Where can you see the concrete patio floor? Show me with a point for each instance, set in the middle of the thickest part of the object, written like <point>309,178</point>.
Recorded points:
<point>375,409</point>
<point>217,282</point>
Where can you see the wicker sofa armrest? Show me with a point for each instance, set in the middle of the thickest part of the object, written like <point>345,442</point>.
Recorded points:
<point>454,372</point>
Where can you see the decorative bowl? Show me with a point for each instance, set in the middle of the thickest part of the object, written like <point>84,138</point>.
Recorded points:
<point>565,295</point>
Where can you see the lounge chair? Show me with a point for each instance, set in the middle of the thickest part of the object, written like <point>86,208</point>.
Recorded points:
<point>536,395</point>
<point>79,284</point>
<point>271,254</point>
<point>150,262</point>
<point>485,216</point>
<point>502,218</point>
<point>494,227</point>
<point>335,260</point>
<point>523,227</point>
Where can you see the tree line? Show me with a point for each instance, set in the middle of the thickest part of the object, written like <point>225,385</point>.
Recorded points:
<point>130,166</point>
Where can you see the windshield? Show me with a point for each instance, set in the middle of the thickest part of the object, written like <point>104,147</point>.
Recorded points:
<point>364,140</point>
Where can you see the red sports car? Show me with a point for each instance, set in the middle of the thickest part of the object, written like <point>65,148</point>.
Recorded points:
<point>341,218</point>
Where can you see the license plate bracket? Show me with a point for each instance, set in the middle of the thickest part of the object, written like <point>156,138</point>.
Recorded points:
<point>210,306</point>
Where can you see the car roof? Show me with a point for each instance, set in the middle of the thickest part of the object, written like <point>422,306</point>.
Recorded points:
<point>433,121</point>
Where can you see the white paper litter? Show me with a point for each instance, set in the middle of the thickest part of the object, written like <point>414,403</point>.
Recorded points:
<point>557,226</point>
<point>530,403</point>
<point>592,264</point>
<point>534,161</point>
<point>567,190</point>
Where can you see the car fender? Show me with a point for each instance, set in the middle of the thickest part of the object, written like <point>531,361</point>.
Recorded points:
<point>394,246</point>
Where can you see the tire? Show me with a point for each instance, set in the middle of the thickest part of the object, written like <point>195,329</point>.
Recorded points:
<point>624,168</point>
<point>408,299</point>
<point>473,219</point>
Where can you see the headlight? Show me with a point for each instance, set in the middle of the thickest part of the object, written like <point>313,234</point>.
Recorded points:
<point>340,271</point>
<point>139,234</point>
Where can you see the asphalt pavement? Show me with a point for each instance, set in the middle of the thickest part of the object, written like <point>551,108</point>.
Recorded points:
○ ○ ○
> SET EXERCISE: Copy out all of the material above, line for line and with nothing changed.

> TASK RESULT:
Where can you see the concrete patio floor? Show me with a point for each instance, set in the middle of the thickest part of the object, written like <point>309,178</point>.
Recorded points:
<point>375,409</point>
<point>217,282</point>
Where can you see the wicker sofa armrest? Show me with a point for each instance, set in the middle of the thickest part of the object, written like <point>345,442</point>.
Recorded points:
<point>454,372</point>
Where can you see the decorative bowl? Show me with a point for each instance, set in the middle of the thickest part of the object, written like <point>84,138</point>.
Recorded points:
<point>565,295</point>
Where can you see the lounge chair? Show me with a point for each instance, set in the middle of the thickest part of the object, written like <point>86,208</point>.
Recorded points:
<point>536,395</point>
<point>79,284</point>
<point>271,254</point>
<point>150,262</point>
<point>485,216</point>
<point>502,218</point>
<point>494,227</point>
<point>335,260</point>
<point>523,227</point>
Where can you see the tree line? Show me with a point for each instance, set in the middle of the thickest part of the object, written like <point>225,385</point>.
Recorded points:
<point>130,166</point>
Where can you see the windshield? Show me with a point for each instance, set in the middle of the thickest part of the object, written like <point>104,147</point>.
Recorded points:
<point>364,140</point>
Where can you see the red sports car? Show me with a point for each instance, set in the middle of the thickest part of the object, written like <point>65,148</point>.
Recorded points:
<point>341,218</point>
Where can you see the license plate bracket? Show me with a point for each instance, set in the middle of the thickest part of the object, written like <point>156,138</point>.
Recorded points:
<point>210,306</point>
Where can you see the car roof? Show me with a point for each instance, set in the middle of the thickest part of the object, written like <point>422,306</point>.
Recorded points:
<point>433,121</point>
Where can you see the white paper litter? Show me with a point for each instance, set in the middle of the thickest part of the object, written like <point>414,403</point>.
Recorded points:
<point>557,226</point>
<point>530,403</point>
<point>592,264</point>
<point>534,161</point>
<point>567,190</point>
Where can you see the car fender? Show me with a point for each instance, set in the middle of the thickest part of the object, written like <point>531,361</point>.
Recorded points:
<point>394,246</point>
Where can you see the tire? Show me with a point for each instance, set in the middle of the thickest part of the object, written like <point>195,329</point>.
Recorded points:
<point>624,168</point>
<point>408,299</point>
<point>473,219</point>
Where can you see the headlight? Show me with a point for each instance, set in the middle of the thickest part of the object, written like <point>313,234</point>.
Recorded points:
<point>340,271</point>
<point>139,234</point>
Where can you see the asphalt pavement? Show me with a point for each instance, set in the middle of the thickest part of the object, written like <point>551,108</point>.
Recorded points:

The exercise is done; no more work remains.